▶ [Given request] Pictures stay out of the copy; output exactly the lines from the one containing "Please spot the stone rubble" through the end of the material.

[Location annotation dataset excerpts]
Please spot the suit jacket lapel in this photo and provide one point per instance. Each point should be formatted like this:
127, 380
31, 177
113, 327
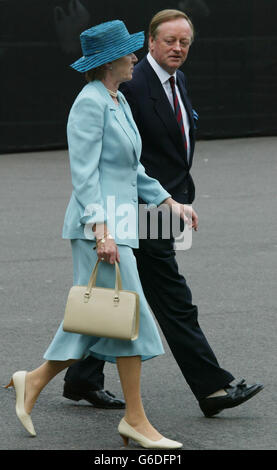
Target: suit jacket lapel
135, 139
133, 133
163, 108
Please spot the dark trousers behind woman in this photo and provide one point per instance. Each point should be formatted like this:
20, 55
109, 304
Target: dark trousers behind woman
170, 300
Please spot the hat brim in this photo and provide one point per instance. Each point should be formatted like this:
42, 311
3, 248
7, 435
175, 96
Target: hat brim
134, 43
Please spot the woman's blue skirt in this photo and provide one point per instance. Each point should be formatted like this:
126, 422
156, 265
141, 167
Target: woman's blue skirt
76, 346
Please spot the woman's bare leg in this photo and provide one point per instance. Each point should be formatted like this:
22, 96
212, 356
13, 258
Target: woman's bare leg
38, 378
129, 369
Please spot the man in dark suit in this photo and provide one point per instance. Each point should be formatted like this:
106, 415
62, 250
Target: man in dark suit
164, 116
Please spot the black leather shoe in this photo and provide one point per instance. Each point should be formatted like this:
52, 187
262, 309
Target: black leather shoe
98, 398
236, 394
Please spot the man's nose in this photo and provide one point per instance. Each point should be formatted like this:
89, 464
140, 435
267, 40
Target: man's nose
177, 45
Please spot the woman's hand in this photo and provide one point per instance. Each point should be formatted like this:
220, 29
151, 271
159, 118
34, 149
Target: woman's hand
107, 249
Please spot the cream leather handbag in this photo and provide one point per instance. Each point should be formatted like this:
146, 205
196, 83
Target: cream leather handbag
101, 311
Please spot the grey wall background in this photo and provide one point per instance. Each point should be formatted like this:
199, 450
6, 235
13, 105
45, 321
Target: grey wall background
231, 70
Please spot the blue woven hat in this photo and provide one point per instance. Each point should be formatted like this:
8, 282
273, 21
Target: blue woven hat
106, 42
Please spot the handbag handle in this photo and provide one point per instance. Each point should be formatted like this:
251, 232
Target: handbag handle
92, 282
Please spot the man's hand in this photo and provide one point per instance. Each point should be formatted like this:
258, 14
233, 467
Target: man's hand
185, 211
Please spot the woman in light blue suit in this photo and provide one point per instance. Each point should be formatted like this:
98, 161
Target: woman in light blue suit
107, 178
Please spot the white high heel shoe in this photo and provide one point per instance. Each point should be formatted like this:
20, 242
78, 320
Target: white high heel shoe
127, 432
18, 382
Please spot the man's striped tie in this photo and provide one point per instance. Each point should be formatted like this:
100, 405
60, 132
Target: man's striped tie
177, 109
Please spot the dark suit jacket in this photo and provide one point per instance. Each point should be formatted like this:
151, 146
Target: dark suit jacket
163, 151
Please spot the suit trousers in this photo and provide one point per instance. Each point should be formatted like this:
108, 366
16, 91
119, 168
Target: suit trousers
170, 299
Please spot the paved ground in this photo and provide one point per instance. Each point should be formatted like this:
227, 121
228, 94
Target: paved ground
231, 269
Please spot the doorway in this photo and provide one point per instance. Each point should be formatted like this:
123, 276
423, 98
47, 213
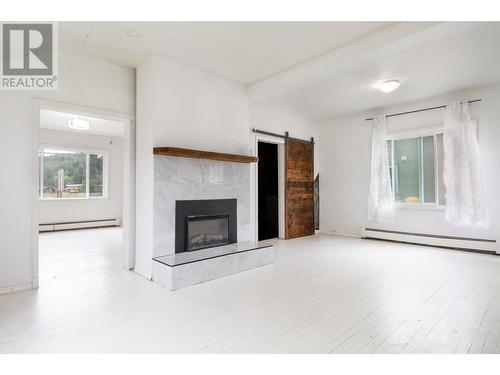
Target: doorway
84, 164
268, 188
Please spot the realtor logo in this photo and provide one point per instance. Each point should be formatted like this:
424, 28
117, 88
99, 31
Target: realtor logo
29, 56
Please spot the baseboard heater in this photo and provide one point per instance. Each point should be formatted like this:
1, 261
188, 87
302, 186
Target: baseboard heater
451, 242
79, 225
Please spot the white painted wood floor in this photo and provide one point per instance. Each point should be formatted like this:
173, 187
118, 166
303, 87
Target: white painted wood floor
323, 295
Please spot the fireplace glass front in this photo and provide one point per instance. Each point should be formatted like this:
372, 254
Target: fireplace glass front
205, 231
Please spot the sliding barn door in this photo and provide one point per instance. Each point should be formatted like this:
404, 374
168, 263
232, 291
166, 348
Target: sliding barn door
299, 188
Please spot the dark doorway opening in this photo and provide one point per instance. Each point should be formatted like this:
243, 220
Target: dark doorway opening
268, 190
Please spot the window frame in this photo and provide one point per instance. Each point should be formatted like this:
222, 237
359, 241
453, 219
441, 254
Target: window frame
419, 134
87, 152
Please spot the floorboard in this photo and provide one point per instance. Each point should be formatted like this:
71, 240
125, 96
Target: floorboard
324, 294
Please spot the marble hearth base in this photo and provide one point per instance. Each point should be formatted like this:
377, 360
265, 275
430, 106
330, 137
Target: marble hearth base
185, 269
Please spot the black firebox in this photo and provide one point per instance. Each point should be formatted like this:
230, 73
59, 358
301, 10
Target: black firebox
200, 224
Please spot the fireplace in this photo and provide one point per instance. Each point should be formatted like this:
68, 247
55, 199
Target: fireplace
207, 231
200, 224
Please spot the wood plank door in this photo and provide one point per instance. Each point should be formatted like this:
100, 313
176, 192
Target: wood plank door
299, 188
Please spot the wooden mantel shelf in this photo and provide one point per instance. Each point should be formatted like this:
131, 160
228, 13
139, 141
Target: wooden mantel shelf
197, 154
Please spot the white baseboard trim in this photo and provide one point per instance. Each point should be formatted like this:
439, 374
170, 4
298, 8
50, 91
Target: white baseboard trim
16, 288
477, 244
80, 225
333, 233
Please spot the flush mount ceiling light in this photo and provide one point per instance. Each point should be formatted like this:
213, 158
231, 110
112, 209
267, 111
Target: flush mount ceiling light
133, 33
389, 85
79, 124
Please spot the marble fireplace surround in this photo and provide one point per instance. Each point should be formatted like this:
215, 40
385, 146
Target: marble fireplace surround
179, 178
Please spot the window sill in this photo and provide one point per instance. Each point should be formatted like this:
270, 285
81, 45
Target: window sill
73, 199
418, 206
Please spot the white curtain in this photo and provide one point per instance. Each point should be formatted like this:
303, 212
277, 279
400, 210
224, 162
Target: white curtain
464, 196
380, 199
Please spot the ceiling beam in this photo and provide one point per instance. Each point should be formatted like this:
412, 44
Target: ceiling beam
328, 66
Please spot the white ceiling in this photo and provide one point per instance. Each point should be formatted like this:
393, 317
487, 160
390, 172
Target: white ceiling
243, 52
316, 69
441, 59
60, 121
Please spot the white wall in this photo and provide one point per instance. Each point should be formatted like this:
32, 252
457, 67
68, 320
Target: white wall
181, 106
82, 81
64, 210
345, 167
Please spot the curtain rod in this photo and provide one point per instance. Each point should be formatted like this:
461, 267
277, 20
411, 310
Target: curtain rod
282, 136
421, 110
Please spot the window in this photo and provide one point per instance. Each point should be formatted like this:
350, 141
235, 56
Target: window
66, 173
416, 166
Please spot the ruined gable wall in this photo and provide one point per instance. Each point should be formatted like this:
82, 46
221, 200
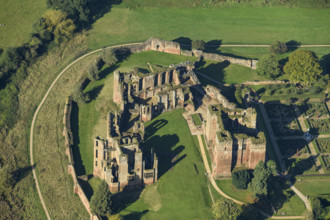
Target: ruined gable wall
71, 170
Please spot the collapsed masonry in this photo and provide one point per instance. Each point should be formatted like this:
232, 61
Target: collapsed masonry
119, 159
232, 135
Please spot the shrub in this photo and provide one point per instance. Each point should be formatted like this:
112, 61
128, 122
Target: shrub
278, 48
198, 45
241, 179
268, 66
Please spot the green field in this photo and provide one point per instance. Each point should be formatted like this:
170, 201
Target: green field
18, 17
182, 187
243, 25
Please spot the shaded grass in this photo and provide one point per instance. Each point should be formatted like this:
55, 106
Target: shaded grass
18, 17
227, 187
49, 150
250, 25
183, 192
225, 72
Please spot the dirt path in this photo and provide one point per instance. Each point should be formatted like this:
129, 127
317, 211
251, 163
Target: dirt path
36, 114
279, 156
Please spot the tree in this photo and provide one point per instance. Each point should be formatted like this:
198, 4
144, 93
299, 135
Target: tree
303, 67
101, 200
109, 57
268, 66
241, 179
278, 48
262, 176
6, 180
226, 209
198, 45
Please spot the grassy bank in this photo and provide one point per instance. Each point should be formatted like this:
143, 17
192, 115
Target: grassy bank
243, 25
18, 18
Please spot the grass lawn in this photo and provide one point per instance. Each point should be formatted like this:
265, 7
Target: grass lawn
18, 17
227, 187
229, 73
313, 186
197, 120
250, 25
181, 190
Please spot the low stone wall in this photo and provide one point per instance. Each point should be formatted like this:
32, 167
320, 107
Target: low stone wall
67, 133
174, 48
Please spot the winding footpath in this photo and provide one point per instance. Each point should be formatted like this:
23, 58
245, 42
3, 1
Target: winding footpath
38, 109
201, 144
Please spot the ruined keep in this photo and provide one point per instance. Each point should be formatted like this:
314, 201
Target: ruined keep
232, 137
118, 158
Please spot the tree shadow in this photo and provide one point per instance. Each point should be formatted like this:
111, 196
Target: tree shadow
106, 71
325, 63
214, 44
74, 120
185, 42
121, 200
292, 45
135, 215
280, 192
99, 9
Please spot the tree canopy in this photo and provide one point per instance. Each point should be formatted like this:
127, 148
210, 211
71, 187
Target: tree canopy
303, 67
56, 22
101, 200
278, 47
260, 182
226, 209
198, 45
268, 66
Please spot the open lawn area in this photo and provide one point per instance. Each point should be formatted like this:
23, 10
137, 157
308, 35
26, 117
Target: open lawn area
18, 17
240, 25
181, 191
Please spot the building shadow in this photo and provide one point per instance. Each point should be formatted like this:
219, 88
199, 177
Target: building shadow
93, 94
325, 63
120, 200
135, 215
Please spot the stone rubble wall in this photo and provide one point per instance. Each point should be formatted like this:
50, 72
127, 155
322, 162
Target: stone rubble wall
175, 48
67, 133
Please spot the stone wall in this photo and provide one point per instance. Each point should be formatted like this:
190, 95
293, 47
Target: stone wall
174, 48
68, 146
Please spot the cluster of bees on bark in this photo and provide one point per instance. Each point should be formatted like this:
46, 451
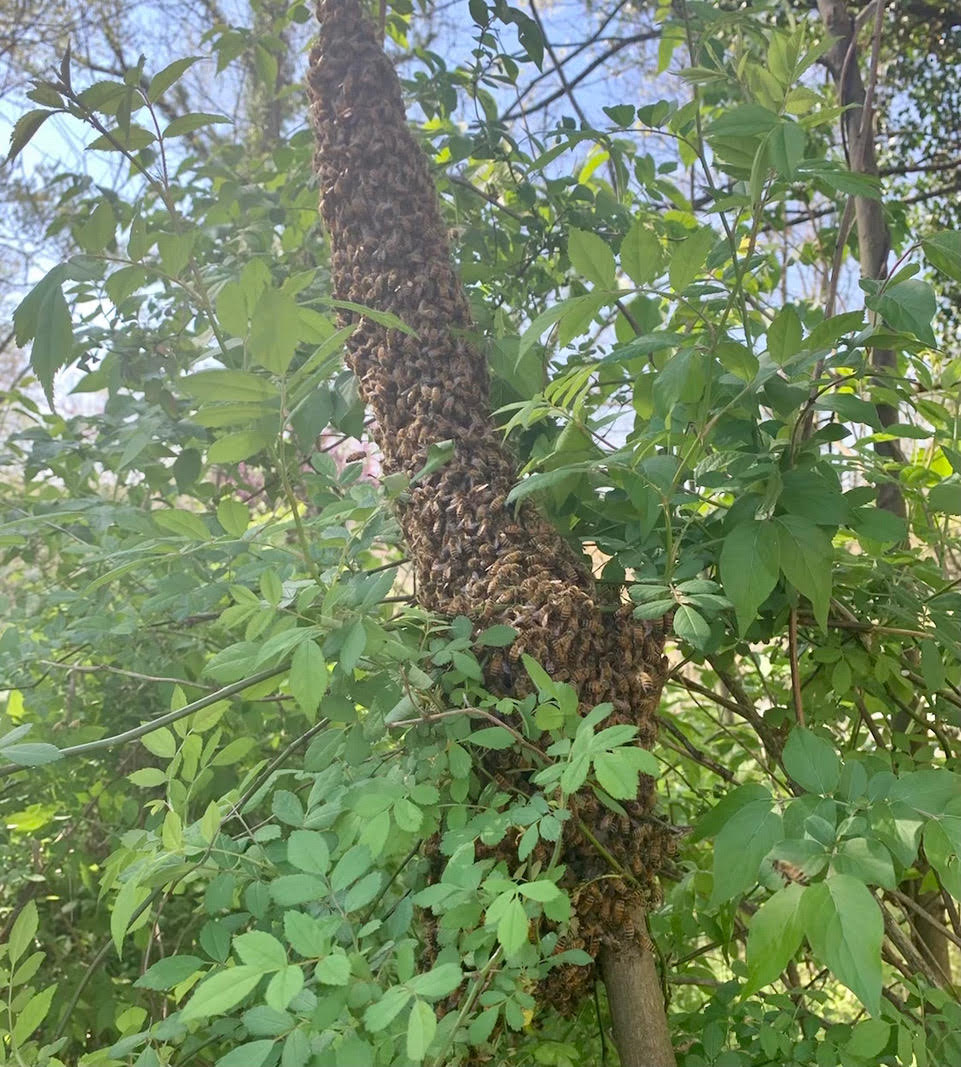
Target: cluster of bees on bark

▶ [Output]
Please spot the stone rubble wall in this photo and provide one point per instance. Each point should be formatted like this:
50, 72
127, 155
322, 162
Target: stone rubble wall
175, 48
67, 133
Please spot the stone wall in this photo and provide one point per instance. Each point should be formatted like this:
190, 95
293, 47
Target: stone wall
174, 48
68, 146
Please spot the cluster of bees on bark in this photo and provide one point per instance. Each point should be formatted like this:
46, 451
Target: cluster of bees on bark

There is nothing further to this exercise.